__What needs to be done__:
Copy the listing word for word, starting at its first line and ending at the line that contains "Outlines of the dust".
+ + + + +
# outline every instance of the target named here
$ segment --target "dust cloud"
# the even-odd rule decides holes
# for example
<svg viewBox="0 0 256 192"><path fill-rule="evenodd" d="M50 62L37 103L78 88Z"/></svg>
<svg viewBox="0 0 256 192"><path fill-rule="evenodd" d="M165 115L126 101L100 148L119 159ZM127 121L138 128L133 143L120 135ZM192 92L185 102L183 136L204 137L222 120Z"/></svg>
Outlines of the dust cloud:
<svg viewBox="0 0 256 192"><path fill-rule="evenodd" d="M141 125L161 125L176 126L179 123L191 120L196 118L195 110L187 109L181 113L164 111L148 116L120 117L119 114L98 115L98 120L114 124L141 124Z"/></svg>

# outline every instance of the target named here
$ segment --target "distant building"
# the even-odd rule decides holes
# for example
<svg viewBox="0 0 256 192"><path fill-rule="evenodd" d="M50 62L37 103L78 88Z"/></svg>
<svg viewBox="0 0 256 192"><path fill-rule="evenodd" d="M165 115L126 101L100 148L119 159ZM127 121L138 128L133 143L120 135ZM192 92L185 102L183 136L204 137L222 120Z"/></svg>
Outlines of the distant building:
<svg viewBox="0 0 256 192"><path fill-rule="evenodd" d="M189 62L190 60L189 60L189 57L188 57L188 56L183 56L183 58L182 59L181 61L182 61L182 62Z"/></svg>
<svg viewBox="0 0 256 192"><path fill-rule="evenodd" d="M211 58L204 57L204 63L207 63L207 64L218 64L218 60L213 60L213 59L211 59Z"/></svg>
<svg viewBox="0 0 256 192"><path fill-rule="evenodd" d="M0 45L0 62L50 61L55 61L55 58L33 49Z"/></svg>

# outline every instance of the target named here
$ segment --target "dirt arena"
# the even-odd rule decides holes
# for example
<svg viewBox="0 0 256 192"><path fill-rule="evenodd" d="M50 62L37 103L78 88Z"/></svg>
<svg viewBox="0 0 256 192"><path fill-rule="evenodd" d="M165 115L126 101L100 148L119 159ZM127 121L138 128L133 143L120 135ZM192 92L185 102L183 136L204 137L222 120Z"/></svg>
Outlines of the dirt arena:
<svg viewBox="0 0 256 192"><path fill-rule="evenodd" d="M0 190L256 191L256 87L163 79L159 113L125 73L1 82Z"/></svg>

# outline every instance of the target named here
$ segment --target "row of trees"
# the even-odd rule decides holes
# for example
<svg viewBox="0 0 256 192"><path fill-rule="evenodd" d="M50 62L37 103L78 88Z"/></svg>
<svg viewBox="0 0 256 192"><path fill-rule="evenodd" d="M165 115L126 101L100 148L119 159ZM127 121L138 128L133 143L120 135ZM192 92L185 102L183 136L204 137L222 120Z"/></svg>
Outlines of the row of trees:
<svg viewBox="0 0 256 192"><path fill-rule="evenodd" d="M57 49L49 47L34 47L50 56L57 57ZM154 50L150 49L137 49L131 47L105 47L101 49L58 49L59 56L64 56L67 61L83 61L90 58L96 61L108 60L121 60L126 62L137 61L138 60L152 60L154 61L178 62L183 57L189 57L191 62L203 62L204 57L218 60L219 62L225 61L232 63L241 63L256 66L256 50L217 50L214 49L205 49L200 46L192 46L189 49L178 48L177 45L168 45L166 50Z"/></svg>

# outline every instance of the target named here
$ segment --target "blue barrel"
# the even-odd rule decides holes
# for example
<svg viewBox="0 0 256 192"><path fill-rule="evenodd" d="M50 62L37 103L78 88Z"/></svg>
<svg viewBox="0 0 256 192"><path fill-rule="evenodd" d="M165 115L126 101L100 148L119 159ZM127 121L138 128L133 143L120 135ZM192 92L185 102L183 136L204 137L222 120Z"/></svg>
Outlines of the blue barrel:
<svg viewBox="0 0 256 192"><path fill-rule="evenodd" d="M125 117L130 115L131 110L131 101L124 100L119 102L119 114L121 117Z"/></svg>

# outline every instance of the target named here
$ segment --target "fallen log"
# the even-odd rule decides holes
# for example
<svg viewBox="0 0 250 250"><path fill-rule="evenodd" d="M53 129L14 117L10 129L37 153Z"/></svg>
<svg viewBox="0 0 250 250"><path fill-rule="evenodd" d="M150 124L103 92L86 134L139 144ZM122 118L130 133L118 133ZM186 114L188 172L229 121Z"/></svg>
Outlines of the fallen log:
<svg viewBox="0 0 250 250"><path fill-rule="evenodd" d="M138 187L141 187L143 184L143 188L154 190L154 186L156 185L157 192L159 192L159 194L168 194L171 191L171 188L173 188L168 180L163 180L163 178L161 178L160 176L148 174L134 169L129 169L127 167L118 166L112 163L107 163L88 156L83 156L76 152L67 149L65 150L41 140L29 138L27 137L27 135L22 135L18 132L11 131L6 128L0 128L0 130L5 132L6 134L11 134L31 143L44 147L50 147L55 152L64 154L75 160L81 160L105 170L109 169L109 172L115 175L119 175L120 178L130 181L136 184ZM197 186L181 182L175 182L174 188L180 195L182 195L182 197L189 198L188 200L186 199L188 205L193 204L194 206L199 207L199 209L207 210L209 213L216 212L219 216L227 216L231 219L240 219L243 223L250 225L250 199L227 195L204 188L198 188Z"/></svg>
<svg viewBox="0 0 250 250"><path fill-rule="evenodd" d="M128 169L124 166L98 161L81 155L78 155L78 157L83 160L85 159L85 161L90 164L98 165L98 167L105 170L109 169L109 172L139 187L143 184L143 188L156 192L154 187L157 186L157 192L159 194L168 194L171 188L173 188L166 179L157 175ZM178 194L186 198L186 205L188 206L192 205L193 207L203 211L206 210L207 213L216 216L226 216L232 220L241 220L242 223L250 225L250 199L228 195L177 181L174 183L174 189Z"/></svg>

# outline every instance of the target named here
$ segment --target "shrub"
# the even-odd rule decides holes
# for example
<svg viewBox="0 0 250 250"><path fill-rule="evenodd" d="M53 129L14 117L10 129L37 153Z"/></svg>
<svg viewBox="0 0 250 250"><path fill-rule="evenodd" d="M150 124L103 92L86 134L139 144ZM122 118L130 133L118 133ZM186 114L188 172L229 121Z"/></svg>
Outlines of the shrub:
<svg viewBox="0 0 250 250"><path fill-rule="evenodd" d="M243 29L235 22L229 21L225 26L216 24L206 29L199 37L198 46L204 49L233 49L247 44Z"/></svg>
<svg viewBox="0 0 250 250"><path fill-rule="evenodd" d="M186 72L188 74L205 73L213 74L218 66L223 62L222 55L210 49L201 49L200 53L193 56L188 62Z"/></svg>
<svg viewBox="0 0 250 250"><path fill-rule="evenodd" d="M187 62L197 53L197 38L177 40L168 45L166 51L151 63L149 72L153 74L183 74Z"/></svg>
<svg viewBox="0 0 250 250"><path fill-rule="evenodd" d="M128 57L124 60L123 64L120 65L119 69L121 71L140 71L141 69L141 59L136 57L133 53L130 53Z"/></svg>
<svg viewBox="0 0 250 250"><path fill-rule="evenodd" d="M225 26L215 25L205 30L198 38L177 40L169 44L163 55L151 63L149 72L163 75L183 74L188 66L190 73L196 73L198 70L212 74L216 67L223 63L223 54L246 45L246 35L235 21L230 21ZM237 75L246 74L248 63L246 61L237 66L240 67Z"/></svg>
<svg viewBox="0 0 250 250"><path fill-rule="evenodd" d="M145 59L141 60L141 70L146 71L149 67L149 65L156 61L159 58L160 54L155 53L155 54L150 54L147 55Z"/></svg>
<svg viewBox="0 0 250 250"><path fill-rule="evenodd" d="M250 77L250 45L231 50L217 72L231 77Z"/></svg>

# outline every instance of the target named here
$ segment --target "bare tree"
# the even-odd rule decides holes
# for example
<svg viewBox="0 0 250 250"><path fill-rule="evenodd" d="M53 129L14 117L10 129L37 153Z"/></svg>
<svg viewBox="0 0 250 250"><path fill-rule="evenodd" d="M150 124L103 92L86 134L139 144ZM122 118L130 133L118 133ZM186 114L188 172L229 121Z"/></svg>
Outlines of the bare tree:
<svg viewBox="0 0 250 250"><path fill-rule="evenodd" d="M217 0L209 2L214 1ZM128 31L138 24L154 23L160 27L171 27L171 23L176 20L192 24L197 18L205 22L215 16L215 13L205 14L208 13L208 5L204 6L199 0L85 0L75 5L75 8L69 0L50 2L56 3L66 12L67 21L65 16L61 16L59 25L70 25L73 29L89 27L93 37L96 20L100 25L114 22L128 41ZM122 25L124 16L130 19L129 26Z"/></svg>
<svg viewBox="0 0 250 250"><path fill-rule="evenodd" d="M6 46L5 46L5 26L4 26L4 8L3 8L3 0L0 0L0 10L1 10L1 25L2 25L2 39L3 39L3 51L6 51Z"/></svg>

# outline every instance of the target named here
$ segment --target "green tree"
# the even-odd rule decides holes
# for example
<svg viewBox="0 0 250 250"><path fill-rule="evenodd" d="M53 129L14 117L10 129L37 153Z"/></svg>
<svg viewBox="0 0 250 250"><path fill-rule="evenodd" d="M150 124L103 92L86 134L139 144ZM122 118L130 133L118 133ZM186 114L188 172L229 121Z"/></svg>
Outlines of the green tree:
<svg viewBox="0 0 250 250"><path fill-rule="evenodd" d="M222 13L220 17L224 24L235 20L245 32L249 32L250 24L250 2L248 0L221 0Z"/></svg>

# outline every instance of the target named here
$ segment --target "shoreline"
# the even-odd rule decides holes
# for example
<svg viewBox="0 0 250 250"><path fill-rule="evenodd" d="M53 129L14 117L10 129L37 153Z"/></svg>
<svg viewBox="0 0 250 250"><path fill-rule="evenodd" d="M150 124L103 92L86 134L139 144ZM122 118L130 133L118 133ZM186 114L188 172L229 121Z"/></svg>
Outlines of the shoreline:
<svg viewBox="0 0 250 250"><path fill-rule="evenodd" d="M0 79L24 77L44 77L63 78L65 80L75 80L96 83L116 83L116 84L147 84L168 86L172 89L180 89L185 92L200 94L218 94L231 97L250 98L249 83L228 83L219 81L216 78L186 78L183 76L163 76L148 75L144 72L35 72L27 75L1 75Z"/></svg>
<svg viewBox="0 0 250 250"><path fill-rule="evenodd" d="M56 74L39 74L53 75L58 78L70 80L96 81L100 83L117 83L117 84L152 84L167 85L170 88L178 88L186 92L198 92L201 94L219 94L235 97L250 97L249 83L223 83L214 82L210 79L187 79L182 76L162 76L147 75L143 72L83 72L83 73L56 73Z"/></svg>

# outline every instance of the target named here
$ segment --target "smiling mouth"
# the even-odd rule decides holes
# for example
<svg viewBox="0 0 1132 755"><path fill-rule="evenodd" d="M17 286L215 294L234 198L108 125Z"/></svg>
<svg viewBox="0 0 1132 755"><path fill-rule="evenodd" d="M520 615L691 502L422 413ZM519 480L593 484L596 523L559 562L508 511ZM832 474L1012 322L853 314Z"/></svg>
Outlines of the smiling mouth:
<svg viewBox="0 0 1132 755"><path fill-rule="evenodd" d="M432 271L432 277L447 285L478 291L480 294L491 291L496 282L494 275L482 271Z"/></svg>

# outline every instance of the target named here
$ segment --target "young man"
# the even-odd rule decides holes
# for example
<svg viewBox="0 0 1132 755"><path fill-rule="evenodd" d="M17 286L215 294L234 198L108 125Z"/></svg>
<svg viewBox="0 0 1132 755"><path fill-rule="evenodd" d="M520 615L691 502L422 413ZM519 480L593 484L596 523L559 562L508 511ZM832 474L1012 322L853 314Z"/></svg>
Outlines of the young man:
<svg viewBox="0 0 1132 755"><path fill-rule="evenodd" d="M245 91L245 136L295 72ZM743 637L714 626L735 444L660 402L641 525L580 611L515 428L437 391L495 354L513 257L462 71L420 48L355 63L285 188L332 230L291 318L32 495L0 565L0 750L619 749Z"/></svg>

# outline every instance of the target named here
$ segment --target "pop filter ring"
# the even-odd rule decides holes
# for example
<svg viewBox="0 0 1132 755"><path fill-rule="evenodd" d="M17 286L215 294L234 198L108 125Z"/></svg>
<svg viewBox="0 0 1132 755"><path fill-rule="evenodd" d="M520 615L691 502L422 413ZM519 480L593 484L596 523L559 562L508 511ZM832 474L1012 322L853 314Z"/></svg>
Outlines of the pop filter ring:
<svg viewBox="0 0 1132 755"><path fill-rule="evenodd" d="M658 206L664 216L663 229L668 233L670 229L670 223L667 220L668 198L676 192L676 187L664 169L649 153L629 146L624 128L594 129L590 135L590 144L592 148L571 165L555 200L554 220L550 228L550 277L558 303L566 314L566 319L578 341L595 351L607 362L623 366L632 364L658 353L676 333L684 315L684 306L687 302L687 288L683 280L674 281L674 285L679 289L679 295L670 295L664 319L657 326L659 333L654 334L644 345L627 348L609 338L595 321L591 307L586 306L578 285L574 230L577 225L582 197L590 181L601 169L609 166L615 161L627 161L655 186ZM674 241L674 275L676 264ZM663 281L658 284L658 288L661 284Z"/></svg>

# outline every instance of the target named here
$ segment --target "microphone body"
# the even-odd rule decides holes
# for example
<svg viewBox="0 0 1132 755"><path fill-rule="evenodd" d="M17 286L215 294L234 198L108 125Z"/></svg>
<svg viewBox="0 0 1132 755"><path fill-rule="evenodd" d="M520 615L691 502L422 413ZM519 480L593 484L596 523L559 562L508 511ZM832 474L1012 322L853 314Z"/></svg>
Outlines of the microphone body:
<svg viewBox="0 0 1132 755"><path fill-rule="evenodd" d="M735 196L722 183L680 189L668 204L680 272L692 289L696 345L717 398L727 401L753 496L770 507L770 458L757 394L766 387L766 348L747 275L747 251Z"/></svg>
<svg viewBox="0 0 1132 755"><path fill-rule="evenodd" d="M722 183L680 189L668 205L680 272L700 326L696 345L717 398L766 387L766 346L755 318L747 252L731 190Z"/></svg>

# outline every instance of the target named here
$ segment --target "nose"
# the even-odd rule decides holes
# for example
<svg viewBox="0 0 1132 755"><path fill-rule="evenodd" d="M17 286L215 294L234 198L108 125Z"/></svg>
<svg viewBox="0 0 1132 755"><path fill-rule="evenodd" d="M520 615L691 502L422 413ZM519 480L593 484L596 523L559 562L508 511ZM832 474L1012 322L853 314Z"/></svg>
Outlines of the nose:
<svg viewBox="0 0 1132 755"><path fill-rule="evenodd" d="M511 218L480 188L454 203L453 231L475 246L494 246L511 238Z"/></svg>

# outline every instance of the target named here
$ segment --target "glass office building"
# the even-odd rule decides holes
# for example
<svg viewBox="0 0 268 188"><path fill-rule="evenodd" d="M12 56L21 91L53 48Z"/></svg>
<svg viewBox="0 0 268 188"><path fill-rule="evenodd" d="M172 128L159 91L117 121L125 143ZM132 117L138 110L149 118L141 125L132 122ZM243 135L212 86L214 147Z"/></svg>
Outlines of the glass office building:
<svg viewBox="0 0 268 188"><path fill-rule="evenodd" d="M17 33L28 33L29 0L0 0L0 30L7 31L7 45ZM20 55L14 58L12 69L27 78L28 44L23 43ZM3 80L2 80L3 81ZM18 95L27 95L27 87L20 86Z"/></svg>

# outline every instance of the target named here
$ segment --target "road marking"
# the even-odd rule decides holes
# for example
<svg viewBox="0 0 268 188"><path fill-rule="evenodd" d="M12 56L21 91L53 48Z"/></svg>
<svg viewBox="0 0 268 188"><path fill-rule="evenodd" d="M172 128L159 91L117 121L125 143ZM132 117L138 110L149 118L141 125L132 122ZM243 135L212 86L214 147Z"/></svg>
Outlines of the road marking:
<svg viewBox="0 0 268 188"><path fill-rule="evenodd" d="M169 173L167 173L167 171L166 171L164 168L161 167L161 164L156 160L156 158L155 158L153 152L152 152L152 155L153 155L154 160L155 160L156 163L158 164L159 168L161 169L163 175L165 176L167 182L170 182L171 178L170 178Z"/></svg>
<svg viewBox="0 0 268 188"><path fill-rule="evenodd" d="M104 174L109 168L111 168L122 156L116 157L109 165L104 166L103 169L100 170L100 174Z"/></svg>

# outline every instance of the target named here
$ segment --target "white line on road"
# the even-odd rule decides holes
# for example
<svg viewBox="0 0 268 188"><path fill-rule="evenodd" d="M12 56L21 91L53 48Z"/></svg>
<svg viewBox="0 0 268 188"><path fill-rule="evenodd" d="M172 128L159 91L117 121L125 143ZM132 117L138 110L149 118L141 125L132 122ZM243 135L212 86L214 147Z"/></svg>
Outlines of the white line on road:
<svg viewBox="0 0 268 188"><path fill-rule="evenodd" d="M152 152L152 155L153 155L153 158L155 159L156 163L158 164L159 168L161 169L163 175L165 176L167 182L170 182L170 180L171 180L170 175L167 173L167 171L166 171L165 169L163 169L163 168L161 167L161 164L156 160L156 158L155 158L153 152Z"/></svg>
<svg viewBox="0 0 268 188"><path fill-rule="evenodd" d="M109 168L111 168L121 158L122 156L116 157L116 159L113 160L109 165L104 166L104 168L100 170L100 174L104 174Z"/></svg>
+ + + + +
__Expected output__:
# outline every instance of the target named here
$ segment --target "dust cloud"
# the even-odd rule decides holes
# for example
<svg viewBox="0 0 256 192"><path fill-rule="evenodd" d="M50 62L37 103L78 88Z"/></svg>
<svg viewBox="0 0 256 192"><path fill-rule="evenodd" d="M165 115L126 101L100 148L119 159ZM127 121L138 128L133 143L120 135ZM192 92L185 102L183 136L204 137L222 120Z"/></svg>
Outlines of the dust cloud:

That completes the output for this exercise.